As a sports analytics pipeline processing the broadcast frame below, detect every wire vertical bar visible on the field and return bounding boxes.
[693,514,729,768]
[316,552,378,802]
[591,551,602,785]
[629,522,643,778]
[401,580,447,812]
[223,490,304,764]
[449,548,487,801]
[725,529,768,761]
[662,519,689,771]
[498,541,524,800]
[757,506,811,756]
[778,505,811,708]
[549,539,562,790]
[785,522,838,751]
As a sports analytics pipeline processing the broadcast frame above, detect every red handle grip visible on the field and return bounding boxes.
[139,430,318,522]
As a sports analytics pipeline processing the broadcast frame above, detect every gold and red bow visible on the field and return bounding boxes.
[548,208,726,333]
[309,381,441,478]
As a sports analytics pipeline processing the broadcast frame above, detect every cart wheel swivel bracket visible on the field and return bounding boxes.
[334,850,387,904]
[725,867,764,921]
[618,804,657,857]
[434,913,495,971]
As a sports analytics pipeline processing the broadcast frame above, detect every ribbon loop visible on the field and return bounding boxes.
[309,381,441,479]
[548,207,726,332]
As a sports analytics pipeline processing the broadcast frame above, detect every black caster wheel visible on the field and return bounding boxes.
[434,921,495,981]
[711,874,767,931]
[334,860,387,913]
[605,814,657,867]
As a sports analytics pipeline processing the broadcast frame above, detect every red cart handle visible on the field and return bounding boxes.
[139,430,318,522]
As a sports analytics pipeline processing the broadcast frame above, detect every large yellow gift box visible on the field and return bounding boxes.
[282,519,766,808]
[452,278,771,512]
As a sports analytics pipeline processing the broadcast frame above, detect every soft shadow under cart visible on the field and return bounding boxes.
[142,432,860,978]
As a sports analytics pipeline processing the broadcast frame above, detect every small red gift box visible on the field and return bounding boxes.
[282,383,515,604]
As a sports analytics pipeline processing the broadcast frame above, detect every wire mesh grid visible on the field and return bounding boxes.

☆ ☆ ☆ ☆ ☆

▸ **Task instructions**
Rewrite all of the records above, replacing "broadcast frame" with "video still" wherever it occurs and keeping every other word unchanged.

▸ **Finished task**
As a sports analytics pipeline processing the video still below, detect every wire vertical bar visible on the field and return bounding boxes.
[693,514,729,768]
[316,552,378,802]
[591,551,602,785]
[629,522,643,778]
[401,580,447,812]
[223,490,304,764]
[449,548,487,801]
[725,529,768,761]
[662,519,689,771]
[498,541,524,800]
[757,506,811,756]
[778,505,811,708]
[549,539,562,790]
[785,522,838,751]
As a sports analytics pipeline processing the video still above, detect every red handle grip visible on the field and return bounding boxes.
[139,430,318,522]
As a sports analytics pipeline processing the video still above, detect every gold and red bow visible on the field and return bounding boxes.
[548,208,726,333]
[309,381,441,478]
As a sports analytics pipeline processing the video still above, detect every cart wheel swivel bracket visible on the field and return bounding boxes.
[334,850,387,904]
[725,867,764,921]
[618,804,657,857]
[434,913,495,971]
As a sports analytics pipeline processing the video still above, detect every ribbon loop visible on the field and return bounding boxes.
[309,381,441,479]
[548,207,726,332]
As a sports analytics pipeline processing the video still above, detect every black caster wheel visible on the field and return bounding boxes.
[434,921,495,981]
[711,874,767,931]
[334,860,387,913]
[605,814,657,867]
As a sports analytics pipeline processing the video still above, detect every red cart handle visible on the field and return bounding boxes.
[139,430,318,522]
As a sports analytics pipeline processing the video still above, detect every large yellow gift box visible on the field and return bounding boxes.
[282,519,766,808]
[452,278,771,512]
As a sports analytics pipeline processing the video still above, detect every soft shadow under cart visible on the field and return bounding boxes.
[142,432,860,978]
As a sports analytics pipeline processing the video still above, detect every small red gift box visible on the field and return bounding boxes.
[282,383,515,604]
As a sports analytics pipeline processing the video still above, detect every wire mesh grid visible on the field and return bounding boxes.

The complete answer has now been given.